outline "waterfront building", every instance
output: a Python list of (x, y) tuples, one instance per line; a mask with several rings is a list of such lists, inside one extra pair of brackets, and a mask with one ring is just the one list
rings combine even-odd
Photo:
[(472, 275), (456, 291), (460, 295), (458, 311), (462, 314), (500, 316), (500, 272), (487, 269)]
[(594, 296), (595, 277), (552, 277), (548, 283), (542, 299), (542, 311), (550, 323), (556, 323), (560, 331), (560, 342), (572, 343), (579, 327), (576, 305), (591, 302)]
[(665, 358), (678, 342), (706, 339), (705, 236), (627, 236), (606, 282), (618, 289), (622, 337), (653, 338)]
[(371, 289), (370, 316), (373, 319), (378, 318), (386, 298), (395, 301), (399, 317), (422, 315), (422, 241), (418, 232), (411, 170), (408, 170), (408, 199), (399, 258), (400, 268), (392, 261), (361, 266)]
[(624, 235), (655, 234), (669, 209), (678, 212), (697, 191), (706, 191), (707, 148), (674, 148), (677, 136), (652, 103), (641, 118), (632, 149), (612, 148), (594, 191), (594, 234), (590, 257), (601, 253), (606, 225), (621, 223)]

++++

### Instructions to follow
Update the records above by replacing "waterfront building" with "dockside building" and leaving every other part of the lines as it is.

### Solution
outline "dockside building", every instance
output: a Python list of (x, y) tuples, one instance per line; a mask with several rings is a list of such lists, inside one extra pair of brackets, and a mask with one ring is just the one list
rings combine even-odd
Photo:
[(472, 275), (456, 291), (460, 295), (458, 311), (462, 314), (500, 316), (500, 272), (487, 269)]
[(594, 296), (595, 277), (552, 277), (548, 283), (542, 299), (542, 311), (550, 323), (556, 323), (560, 331), (560, 342), (572, 343), (579, 327), (576, 305), (591, 302)]
[(665, 358), (678, 342), (706, 339), (705, 236), (627, 236), (606, 282), (618, 289), (622, 337), (653, 338)]
[(371, 289), (370, 316), (373, 319), (378, 318), (386, 298), (395, 301), (399, 317), (422, 315), (422, 241), (418, 232), (411, 170), (408, 170), (408, 199), (399, 258), (400, 268), (392, 261), (361, 266)]
[(624, 235), (655, 234), (669, 209), (678, 212), (697, 191), (706, 191), (707, 148), (674, 148), (677, 136), (652, 103), (641, 118), (632, 149), (612, 148), (594, 191), (594, 234), (590, 257), (601, 253), (606, 225), (621, 223)]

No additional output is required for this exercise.